▶ _Task requirements_
1. Copy the SRCU patch discussion from the words "In addition, note" through "which of __srcu_read_lock_nmisafe()", substituting "quiescent state" for every "grace period".
2. In the SRCU patch discussion, which way does the code always do it?

-- Begin Page extract --

In addition, note that it is possible that a given srcu_struct structure's
first grace period is executed before its first reader.  In that
case, we have no way of knowing which of __srcu_read_lock_nmisafe()
or __srcu_read_lock() to choose.

So this code always does it the slow(ish) safe way.

> >  	ss_state = smp_load_acquire(&ssp->srcu_size_state);
> >  	if (ss_state < SRCU_SIZE_WAIT_CALL)
> >  		sdp = per_cpu_ptr(ssp->sda, 0);
> > @@ -1123,7 +1154,7 @@ static unsigned long srcu_gp_start_if_needed(struct srcu_struct *ssp,
> >  		srcu_funnel_gp_start(ssp, sdp, s, do_norm);
> >  	else if (needexp)
> >  		srcu_funnel_exp_start(ssp, sdp_mynode, s);
> > -	srcu_read_unlock(ssp, idx);
> > +	__srcu_read_unlock_nmisafe(ssp, idx);
> >  	return s;
> >  }
> >  
> > @@ -1427,13 +1458,13 @@ void srcu_barrier(struct srcu_struct *ssp)
> >  	/* Initial count prevents reaching zero until all CBs are posted. */
> >  	atomic_set(&ssp->srcu_barrier_cpu_cnt, 1);
> >  
> > -	idx = srcu_read_lock(ssp);
> > +	idx = __srcu_read_lock_nmisafe(ssp);
> 
> And same here?

Yes, same here.  ;-)

							Thanx, Paul

> Thanks.

-- End Page extract --
-- Begin Recorded data --

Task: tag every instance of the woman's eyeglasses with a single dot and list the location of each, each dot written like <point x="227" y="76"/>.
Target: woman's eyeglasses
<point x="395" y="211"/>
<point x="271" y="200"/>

-- End Recorded data --

▶ _In response_
1.
In addition, note that it is possible that a given srcu_struct structure's
first quiescent state is executed before its first reader.  In that
case, we have no way of knowing which of __srcu_read_lock_nmisafe()

2. The slow(ish) safe way.